# It's a Dick Musky Lure



## Snakecharmer (Apr 9, 2008)

Have you tried a It's a Dick Musky lures? I saw some on Ebay and they look pretty nice . He's from Powell Ohio so I thought maybe someone has seen or tried one of his baits.


----------



## floater99 (May 21, 2010)

I have a couple I caught a fish on one lure they run good and are resonabley priced


----------



## Snakecharmer (Apr 9, 2008)

floater99 said:


> I have a couple I caught a fish on one lure they run good and are resonabley priced


The price is attractive and some look similar to Cranes.


----------



## GETthe NET!! (Feb 14, 2006)

I have a few I bought from the Ohio Muskie show a few years back. Not much action in my opinion.


----------



## Snakecharmer (Apr 9, 2008)

» TO-DO LIST
1. Rewrite the musky lure thread starting with "The price is" and going on through "in my opinion.", changing "Cranes" to "Creek Chubs".
2. Continue the forum thread about It's a Dick Musky lures from the point where it stops.

» EXCERPTED DATA
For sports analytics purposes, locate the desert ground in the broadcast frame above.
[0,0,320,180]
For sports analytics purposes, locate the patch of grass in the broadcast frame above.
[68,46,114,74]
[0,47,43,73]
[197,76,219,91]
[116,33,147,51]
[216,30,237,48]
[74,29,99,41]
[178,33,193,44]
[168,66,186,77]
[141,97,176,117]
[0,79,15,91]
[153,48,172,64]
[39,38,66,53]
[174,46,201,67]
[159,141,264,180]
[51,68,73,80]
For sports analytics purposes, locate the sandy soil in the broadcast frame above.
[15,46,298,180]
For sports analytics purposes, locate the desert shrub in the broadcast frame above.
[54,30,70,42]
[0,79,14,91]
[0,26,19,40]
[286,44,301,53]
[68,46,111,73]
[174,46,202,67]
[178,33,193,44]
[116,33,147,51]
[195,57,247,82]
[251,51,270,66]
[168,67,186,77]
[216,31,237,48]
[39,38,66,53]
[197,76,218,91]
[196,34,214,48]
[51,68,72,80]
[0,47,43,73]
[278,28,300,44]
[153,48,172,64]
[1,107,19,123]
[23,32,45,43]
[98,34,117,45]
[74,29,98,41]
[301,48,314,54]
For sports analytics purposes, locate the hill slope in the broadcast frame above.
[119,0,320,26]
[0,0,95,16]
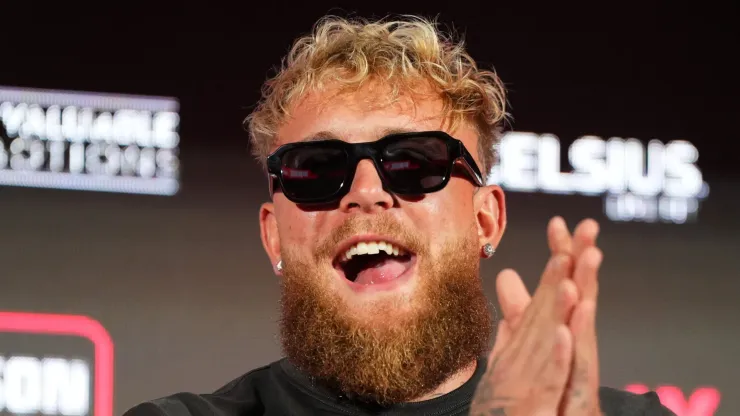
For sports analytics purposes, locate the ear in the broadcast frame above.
[473,185,506,254]
[260,202,281,275]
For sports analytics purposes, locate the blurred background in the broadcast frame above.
[0,1,740,416]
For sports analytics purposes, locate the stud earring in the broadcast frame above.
[483,243,496,258]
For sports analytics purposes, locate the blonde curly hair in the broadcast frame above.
[245,16,508,176]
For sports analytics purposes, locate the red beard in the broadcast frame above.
[280,216,492,405]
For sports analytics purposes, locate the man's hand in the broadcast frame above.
[470,255,578,416]
[472,217,602,416]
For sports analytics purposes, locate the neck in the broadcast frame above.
[411,360,478,402]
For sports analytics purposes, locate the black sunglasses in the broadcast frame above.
[267,131,483,204]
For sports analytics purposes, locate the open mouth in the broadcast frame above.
[334,241,415,285]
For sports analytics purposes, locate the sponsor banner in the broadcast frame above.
[0,87,180,195]
[488,132,709,224]
[0,312,113,416]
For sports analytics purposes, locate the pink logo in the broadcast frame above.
[0,312,113,416]
[625,384,720,416]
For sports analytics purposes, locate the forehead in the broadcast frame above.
[275,85,472,147]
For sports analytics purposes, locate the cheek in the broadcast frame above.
[275,204,316,251]
[410,182,475,237]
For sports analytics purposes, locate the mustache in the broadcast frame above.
[314,212,426,259]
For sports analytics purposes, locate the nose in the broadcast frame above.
[339,160,393,213]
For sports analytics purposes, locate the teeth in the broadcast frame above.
[344,241,404,260]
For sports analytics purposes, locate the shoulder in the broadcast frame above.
[123,363,276,416]
[599,387,675,416]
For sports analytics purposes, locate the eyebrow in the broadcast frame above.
[300,127,421,142]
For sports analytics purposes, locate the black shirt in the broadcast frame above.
[124,359,675,416]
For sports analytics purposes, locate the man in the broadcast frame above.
[126,14,672,416]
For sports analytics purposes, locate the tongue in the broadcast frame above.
[355,258,409,285]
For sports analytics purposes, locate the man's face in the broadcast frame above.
[261,81,505,403]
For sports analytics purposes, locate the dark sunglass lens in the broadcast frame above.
[281,146,347,200]
[382,137,451,193]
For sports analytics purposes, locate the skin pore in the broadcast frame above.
[260,83,506,404]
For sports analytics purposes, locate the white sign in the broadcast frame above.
[0,356,91,416]
[488,132,709,223]
[0,87,180,195]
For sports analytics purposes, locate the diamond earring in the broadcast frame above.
[483,243,496,258]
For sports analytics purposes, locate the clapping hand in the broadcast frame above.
[471,217,602,416]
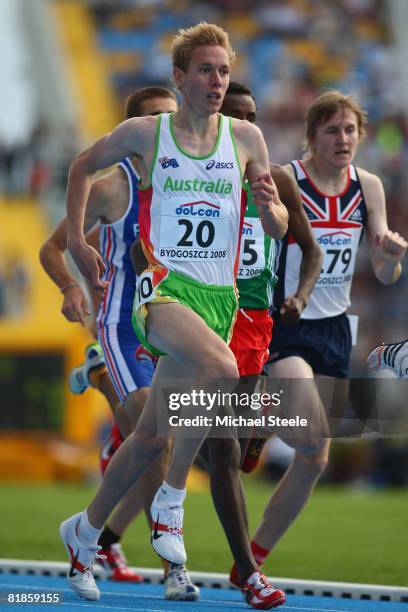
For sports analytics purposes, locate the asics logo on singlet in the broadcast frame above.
[205,159,234,170]
[175,201,220,217]
[159,157,180,170]
[163,176,232,197]
[317,231,351,246]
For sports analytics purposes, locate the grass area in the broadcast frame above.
[0,477,408,585]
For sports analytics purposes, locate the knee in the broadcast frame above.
[207,438,241,475]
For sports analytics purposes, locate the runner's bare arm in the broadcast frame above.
[358,168,408,285]
[235,120,288,239]
[67,117,156,291]
[271,164,323,325]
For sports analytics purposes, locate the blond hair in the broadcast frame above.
[305,89,367,149]
[171,21,235,72]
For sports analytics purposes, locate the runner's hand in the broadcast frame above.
[279,295,306,325]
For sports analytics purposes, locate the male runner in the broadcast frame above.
[61,23,287,608]
[228,91,407,582]
[367,340,408,378]
[40,87,199,601]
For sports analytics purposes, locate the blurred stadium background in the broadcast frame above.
[0,0,408,582]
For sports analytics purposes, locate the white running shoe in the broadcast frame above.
[150,489,187,565]
[367,340,408,378]
[68,342,105,395]
[164,563,200,601]
[60,512,101,600]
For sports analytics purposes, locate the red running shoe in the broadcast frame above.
[241,438,267,474]
[241,572,286,610]
[96,543,143,582]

» ANSWERS BELOW
1.
The price is attractive and some look similar to Creek Chubs.


----------



## GETthe NET!! (Feb 14, 2006)

I have a few I bought from the Ohio Muskie show a few years back. Not much action in my opinion.

2.
GETthe NET!! said:


> I have a few I bought from the Ohio Muskie show a few years back. Not much action in my opinion.


I just got them in the mail. If it stops raining I'll test there action in some local water.


----------



## GETthe NET!! (Feb 14, 2006)

If you like them I'd sell mine to you


----------



## Earthworms (Dec 15, 2014)

I will sell you my green frog dick


----------



## polebender (Oct 29, 2011)

Earthworms said:


> I will sell you my green frog dick


Good lord! That just doesn't sound right!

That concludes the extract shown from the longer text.